Start INPUT RECORDS

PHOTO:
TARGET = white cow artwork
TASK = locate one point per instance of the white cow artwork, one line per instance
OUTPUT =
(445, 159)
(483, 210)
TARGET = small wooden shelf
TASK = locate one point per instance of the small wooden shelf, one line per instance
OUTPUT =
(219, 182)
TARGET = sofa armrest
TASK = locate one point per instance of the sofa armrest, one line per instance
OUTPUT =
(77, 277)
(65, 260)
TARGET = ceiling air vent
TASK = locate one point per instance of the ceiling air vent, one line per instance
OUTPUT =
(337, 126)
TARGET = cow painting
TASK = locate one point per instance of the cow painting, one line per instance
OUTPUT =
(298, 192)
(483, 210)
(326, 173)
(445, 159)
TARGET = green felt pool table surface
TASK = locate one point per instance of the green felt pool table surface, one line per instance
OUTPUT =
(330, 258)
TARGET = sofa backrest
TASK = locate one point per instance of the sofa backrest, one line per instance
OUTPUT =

End INPUT RECORDS

### PROMPT
Repeat everything from the line that contains "TARGET = ceiling air vent" down to the end of the records, word for word.

### FULL ANSWER
TARGET = ceiling air vent
TASK = locate one point per instance of the ceiling air vent, one line per instance
OUTPUT =
(337, 126)
TARGET = cow painting
TASK = locate one point per instance of the cow painting, one line per instance
OUTPUT =
(298, 192)
(483, 210)
(326, 173)
(445, 159)
TARGET = green felt pool table surface
TASK = locate one point per instance of the green felt pool table surface, one line per instance
OUTPUT =
(330, 258)
TARGET = sofa backrest
TASK = locate one point per instance of the sofa backrest, one line per instance
OUTPUT =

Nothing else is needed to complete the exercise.